» TASK STATEMENT:
Every line from the one holding "the white wall" through the final line of the entries is to be reproduced exactly, and no other line.

+++ TASK INPUTS

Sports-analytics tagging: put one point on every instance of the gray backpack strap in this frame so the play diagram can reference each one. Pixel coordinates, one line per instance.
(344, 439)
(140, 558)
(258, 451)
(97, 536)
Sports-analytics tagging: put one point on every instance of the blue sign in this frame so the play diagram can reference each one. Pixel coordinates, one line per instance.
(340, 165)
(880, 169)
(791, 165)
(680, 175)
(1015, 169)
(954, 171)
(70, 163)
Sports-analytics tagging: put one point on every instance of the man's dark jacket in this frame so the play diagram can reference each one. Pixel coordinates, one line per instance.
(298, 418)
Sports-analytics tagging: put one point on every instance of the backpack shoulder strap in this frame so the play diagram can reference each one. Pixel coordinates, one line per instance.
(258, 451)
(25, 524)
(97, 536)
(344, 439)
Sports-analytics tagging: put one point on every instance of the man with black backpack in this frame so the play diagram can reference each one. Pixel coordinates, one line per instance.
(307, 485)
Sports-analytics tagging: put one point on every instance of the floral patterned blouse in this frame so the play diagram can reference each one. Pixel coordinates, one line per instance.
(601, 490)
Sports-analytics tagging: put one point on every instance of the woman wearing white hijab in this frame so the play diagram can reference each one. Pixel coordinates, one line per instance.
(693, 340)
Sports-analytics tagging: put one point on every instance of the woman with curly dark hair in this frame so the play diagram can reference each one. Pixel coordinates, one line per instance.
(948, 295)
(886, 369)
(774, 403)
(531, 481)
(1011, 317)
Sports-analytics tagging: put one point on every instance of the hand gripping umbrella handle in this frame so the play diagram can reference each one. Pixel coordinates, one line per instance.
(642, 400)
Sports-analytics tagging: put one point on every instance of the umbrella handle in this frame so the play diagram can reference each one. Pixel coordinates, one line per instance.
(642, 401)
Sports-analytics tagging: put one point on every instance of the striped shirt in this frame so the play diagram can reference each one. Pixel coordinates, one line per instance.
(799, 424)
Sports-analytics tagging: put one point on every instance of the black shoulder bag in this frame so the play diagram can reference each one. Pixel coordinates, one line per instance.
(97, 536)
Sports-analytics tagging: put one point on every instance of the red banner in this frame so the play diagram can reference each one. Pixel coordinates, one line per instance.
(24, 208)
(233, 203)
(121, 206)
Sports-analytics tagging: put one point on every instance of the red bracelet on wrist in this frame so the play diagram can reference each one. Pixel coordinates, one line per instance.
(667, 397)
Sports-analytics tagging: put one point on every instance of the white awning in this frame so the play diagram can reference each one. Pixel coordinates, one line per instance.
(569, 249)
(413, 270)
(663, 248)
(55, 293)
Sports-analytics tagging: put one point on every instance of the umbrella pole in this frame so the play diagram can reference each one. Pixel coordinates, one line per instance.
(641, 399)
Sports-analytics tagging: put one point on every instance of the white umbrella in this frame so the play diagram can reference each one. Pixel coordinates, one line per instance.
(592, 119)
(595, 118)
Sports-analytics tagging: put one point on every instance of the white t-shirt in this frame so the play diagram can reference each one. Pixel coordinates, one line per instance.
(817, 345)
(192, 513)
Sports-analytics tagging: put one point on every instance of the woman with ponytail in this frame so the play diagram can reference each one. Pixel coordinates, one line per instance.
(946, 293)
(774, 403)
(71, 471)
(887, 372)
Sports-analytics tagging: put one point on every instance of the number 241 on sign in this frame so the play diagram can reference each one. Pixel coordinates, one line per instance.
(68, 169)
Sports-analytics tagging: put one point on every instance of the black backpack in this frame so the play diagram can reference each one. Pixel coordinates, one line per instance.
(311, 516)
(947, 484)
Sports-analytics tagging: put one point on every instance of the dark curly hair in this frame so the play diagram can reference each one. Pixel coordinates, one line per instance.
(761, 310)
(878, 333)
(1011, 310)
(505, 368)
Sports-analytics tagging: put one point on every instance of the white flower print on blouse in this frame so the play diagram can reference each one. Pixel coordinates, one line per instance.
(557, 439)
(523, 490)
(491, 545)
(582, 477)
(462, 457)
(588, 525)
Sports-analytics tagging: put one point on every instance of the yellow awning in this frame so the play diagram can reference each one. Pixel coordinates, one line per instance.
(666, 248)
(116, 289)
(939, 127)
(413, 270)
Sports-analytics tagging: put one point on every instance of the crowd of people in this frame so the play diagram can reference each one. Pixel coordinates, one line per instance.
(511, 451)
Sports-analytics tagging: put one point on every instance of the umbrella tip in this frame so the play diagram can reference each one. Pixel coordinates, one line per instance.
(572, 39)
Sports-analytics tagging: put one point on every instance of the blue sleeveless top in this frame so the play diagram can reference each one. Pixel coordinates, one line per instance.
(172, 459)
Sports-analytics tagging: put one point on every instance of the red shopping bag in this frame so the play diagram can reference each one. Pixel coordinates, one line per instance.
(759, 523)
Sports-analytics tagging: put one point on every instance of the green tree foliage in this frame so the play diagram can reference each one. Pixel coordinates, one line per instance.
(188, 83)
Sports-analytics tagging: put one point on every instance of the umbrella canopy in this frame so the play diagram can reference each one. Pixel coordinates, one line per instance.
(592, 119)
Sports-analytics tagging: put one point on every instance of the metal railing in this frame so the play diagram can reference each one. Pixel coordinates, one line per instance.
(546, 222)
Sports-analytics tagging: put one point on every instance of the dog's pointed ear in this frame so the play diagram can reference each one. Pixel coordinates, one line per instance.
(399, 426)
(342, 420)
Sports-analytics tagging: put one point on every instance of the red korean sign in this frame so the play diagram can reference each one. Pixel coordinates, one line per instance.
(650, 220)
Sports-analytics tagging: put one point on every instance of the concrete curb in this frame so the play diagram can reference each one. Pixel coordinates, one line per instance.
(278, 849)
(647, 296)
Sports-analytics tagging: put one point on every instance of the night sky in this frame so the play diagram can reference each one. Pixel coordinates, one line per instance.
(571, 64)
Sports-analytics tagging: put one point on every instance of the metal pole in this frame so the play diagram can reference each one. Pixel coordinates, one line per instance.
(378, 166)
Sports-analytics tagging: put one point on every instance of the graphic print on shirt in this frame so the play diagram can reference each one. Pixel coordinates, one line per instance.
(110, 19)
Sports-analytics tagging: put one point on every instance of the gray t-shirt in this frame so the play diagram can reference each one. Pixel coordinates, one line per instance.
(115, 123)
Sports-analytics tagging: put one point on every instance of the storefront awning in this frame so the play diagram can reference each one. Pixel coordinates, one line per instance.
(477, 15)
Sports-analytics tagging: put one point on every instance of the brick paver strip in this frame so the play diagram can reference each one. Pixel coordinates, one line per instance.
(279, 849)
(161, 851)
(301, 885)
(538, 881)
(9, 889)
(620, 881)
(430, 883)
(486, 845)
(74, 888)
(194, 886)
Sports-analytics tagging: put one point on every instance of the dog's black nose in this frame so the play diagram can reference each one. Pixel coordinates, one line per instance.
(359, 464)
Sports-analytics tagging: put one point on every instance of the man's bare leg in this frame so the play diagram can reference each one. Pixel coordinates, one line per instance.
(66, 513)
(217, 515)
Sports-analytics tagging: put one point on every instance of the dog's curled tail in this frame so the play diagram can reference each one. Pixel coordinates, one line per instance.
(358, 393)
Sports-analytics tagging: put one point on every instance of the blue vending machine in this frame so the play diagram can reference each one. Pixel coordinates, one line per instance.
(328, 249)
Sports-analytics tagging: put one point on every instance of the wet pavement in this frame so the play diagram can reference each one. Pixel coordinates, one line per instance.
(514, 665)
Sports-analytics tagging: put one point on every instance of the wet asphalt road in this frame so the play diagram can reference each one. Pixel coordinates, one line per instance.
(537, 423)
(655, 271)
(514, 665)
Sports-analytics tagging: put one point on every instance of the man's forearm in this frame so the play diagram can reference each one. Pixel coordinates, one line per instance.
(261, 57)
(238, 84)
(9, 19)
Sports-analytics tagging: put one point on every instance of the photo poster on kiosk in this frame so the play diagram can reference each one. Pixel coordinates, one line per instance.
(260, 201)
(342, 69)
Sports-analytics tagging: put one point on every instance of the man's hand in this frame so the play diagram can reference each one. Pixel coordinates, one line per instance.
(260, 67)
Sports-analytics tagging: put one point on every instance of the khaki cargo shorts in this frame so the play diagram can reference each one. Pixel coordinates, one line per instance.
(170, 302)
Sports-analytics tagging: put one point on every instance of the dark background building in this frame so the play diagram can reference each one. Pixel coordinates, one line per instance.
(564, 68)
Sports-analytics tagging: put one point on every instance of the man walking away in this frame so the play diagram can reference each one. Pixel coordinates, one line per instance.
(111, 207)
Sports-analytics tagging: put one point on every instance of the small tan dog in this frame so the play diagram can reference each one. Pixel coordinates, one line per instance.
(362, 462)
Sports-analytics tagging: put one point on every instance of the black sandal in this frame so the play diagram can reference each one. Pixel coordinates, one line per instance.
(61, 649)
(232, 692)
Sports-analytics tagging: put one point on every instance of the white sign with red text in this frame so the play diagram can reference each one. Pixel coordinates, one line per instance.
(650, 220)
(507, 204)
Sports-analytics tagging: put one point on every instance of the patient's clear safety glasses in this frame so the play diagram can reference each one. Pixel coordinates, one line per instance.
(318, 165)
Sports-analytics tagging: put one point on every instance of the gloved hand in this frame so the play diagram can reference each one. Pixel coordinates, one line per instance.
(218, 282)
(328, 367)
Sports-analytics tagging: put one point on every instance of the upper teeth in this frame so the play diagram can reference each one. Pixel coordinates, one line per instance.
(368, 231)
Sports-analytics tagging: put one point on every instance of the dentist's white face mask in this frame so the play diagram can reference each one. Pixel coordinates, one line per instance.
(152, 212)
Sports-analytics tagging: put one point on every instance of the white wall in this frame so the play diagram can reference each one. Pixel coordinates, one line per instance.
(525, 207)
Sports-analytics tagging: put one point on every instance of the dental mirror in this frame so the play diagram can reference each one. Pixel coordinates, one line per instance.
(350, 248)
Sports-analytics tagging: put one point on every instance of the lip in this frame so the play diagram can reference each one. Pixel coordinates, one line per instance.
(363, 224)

++++++

» ANSWER SPACE:
Sports-analytics tagging: put one point on every instance of the white wall in this frame so the play diagram can reference each one. Pixel coordinates, one line per instance.
(525, 207)
Sports-analytics tagging: put one point on every instance of the dental mirror in this frame so the play diagram can reference each one. Pixel coordinates, one line per instance.
(350, 248)
Sports-analytics tagging: put one point on every instance of the lip in this frame so the play diagram can reference each one. Pixel coordinates, one line per instance.
(363, 224)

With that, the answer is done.